When you install the 0.3 version, you can elect to add a few plugins out of the box, such as support for QuickTime and WMP formats. Point the program at an existing music directory and it'll slurp up the contents into its library (it doesn't move anything around, though), and will continue to do so in the background as you play music and create playlists. The program's Unicode-aware, so songs that have UTF-8 metadata showed up properly. It also did a good job of handling a large library -- I've got something like 15,000+ tracks in my music collection -- although the interface occasionally froze while updating the library view.

The idea seems to be to create something that has the same extensible, developer-friendly framework as Firefox, so that people can write plugins to add all different kinds of functionality to the core program. I also suspect this gives them a playground in which to test out different functions that could be added to the core of the program in due time: one of the plugins for the 0.4 build, a Now Playing list, is a standard feature in a lot of other music players, and is admittedly something their own users were asking for.

A big part of what Songbird is about is something that, say, the Zune seemed to be aiming for but fell far short of (and created in a totally closed-ended fashion): a way to make digital music into a social phenomenon. Songbird comes pre-loaded with bookmarks to a number of music aggregation sites, like The Hype Machine, and can speak to any number of Web page music APIs. This makes it possible to build a Web page that a Songbird user can navigate to, plug into, and play from.

There's obviously a lot of features that need to be added, either natively or through the plug-in architecture, before Songbird can really be a 1.0 product. Music-ripping also isn't included natively, although that could conceivably be added through a plug-in. Some of the most crucial stuff already is there, though -- like the ability to sync with an iPod, or a music player that's registered as a USB storage device. Other things are just UI polish, like the library-view-freeze thing I mentioned before. But I plan on making this a regular download from now on, just to see how it evolves.

Collected data:

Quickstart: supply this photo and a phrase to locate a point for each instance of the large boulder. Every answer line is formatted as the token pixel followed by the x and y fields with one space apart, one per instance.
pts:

Work required:
Write out, word for word, the part of the Songbird review above that opens with the words containing "There's obviously a" and closes with "how it evolves.".

Correct answer:
There's obviously a lot of features that need to be added, either natively or through the plug-in architecture, before Songbird can really be a 1.0 product. Music-ripping also isn't included natively, although that could conceivably be added through a plug-in. Some of the most crucial stuff already is there, though -- like the ability to sync with an iPod, or a music player that's registered as a USB storage device. Other things are just UI polish, like the library-view-freeze thing I mentioned before. But I plan on making this a regular download from now on, just to see how it evolves.